§ Listed records:
** Begin **

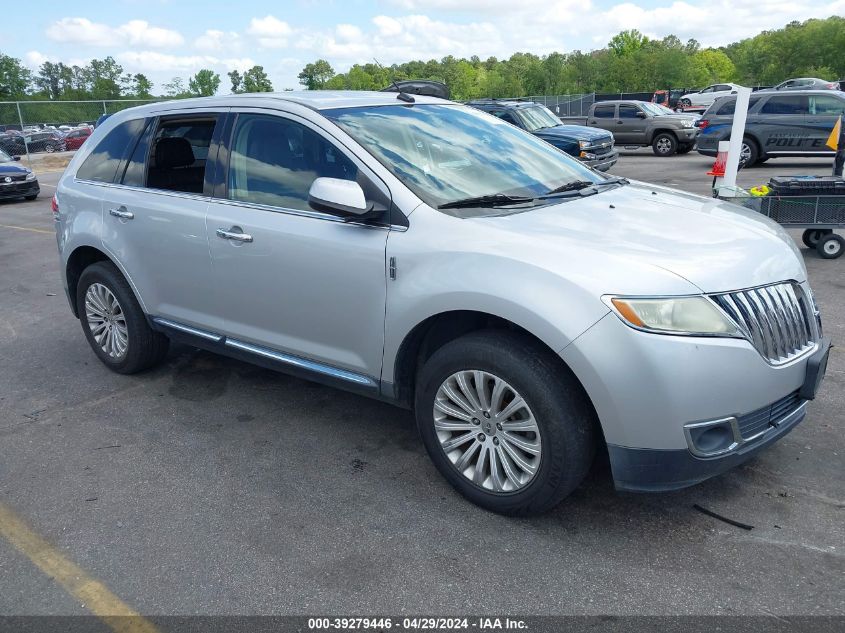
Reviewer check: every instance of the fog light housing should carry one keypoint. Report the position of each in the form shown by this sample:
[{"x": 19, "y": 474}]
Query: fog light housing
[{"x": 713, "y": 438}]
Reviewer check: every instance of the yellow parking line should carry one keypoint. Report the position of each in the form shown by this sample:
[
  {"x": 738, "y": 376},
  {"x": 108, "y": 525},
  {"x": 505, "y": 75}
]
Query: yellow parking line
[
  {"x": 91, "y": 592},
  {"x": 26, "y": 228}
]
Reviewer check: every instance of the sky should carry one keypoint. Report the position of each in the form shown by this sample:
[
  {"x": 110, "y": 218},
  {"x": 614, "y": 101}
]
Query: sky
[{"x": 167, "y": 38}]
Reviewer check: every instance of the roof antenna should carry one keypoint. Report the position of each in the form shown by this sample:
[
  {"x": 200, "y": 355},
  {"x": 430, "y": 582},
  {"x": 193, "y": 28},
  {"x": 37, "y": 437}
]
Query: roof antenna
[{"x": 402, "y": 96}]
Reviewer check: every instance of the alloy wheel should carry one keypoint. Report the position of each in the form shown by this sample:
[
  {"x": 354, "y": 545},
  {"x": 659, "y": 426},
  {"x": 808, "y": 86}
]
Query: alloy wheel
[
  {"x": 487, "y": 431},
  {"x": 106, "y": 321}
]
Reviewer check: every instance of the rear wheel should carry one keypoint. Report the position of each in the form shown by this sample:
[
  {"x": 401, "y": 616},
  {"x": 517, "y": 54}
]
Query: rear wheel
[
  {"x": 664, "y": 144},
  {"x": 504, "y": 422},
  {"x": 114, "y": 323},
  {"x": 831, "y": 246},
  {"x": 811, "y": 237}
]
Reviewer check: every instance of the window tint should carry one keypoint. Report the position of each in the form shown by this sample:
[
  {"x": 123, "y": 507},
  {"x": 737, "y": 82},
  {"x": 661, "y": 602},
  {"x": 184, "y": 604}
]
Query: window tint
[
  {"x": 101, "y": 165},
  {"x": 628, "y": 111},
  {"x": 273, "y": 161},
  {"x": 796, "y": 104},
  {"x": 826, "y": 105},
  {"x": 136, "y": 166},
  {"x": 179, "y": 152}
]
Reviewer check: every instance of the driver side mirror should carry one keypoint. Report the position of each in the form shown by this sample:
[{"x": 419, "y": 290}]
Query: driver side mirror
[{"x": 338, "y": 196}]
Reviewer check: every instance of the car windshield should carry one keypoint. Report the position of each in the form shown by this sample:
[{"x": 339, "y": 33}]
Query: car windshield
[
  {"x": 537, "y": 117},
  {"x": 654, "y": 109},
  {"x": 450, "y": 153}
]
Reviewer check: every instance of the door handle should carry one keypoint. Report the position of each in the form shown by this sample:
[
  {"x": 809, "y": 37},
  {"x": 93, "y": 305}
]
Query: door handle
[
  {"x": 122, "y": 213},
  {"x": 235, "y": 234}
]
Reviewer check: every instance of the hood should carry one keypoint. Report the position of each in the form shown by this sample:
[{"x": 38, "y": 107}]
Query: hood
[
  {"x": 572, "y": 133},
  {"x": 13, "y": 169},
  {"x": 624, "y": 234}
]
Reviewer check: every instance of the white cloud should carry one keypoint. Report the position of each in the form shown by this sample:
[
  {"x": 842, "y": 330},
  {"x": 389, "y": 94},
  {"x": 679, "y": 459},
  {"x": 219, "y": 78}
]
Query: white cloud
[
  {"x": 134, "y": 33},
  {"x": 270, "y": 31}
]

** End **

§ Task: Arrange every line of the entries above as a numbered list, skipping blank lines and leaving the pictures out.

§ Solution to this task:
1. Reviewer check: every instance of the fog light housing should carry one keypoint. Report the position of each in the form shown by this sample:
2. [{"x": 19, "y": 474}]
3. Query: fog light housing
4. [{"x": 713, "y": 438}]
5. Reviewer check: every instance of the yellow parking line should carry one keypoint. Report the position of each in the form shown by this sample:
6. [
7.   {"x": 738, "y": 376},
8.   {"x": 108, "y": 525},
9.   {"x": 505, "y": 75}
10. ]
11. Query: yellow parking line
12. [
13.   {"x": 91, "y": 592},
14.   {"x": 26, "y": 228}
15. ]
16. Reviewer check: every instance of the sky should carry one keypoint. Report the position of each in the form shown by this sample:
17. [
18.   {"x": 110, "y": 218},
19.   {"x": 614, "y": 101}
20. ]
21. Query: sky
22. [{"x": 167, "y": 38}]
23. Reviewer check: every instance of the roof antenna should carry one keypoint. Report the position of each in the form shown by this sample:
24. [
25.   {"x": 200, "y": 355},
26.   {"x": 430, "y": 582},
27.   {"x": 193, "y": 28},
28.   {"x": 37, "y": 437}
29. ]
30. Query: roof antenna
31. [{"x": 402, "y": 96}]
32. Reviewer check: every instance of the alloy wheel should carry one keypoint. Report the position of each in the form shown by this sample:
33. [
34.   {"x": 354, "y": 545},
35.   {"x": 659, "y": 426},
36.   {"x": 808, "y": 86}
37. ]
38. Query: alloy wheel
39. [
40.   {"x": 487, "y": 431},
41.   {"x": 106, "y": 321}
42. ]
43. Reviewer check: every instance of the rear wheel should carry one keypoint. Report the position of each in the form shown by this sample:
44. [
45.   {"x": 401, "y": 616},
46.   {"x": 517, "y": 54}
47. ]
48. Query: rear wheel
49. [
50.   {"x": 664, "y": 144},
51.   {"x": 504, "y": 422},
52.   {"x": 114, "y": 323},
53.   {"x": 831, "y": 246},
54.   {"x": 811, "y": 237}
55. ]
56. Reviewer check: every instance of the window tint should carry one keypoint. Report the position of each in the form shown by this sample:
57. [
58.   {"x": 123, "y": 507},
59.   {"x": 737, "y": 82},
60.   {"x": 661, "y": 602},
61.   {"x": 184, "y": 604}
62. ]
63. Query: window tint
64. [
65.   {"x": 101, "y": 165},
66.   {"x": 628, "y": 111},
67.   {"x": 273, "y": 161},
68.   {"x": 796, "y": 104},
69.   {"x": 826, "y": 105},
70.   {"x": 136, "y": 166},
71.   {"x": 179, "y": 152}
72. ]
73. Reviewer check: every instance of the driver side mirror should carry one keypoint. Report the position of each in the form shown by this sample:
74. [{"x": 419, "y": 290}]
75. Query: driver side mirror
76. [{"x": 338, "y": 196}]
77. Reviewer check: every instance of the car windshield should carry one keypoint. Report the position of each in the form shown by this sample:
78. [{"x": 339, "y": 33}]
79. Query: car windshield
80. [
81.   {"x": 537, "y": 117},
82.   {"x": 654, "y": 109},
83.   {"x": 450, "y": 153}
84. ]
85. Reviewer check: every instance of the door handle should carry one keypoint. Report the position of each in the form shown by this sample:
86. [
87.   {"x": 809, "y": 37},
88.   {"x": 93, "y": 305}
89. ]
90. Query: door handle
91. [
92.   {"x": 122, "y": 213},
93.   {"x": 235, "y": 234}
94. ]
95. Reviewer check: every instance of the hood should carry one keypoint. Report the position of each in the form shown by this sample:
96. [{"x": 38, "y": 107}]
97. Query: hood
98. [
99.   {"x": 572, "y": 133},
100.   {"x": 13, "y": 169},
101.   {"x": 624, "y": 234}
102. ]
103. Reviewer check: every instance of the white cloud should carry one keypoint. Report the position of each in the form shown by this sample:
104. [
105.   {"x": 842, "y": 330},
106.   {"x": 389, "y": 94},
107.   {"x": 679, "y": 459},
108.   {"x": 219, "y": 78}
109. ]
110. Query: white cloud
111. [
112.   {"x": 134, "y": 33},
113.   {"x": 270, "y": 31}
114. ]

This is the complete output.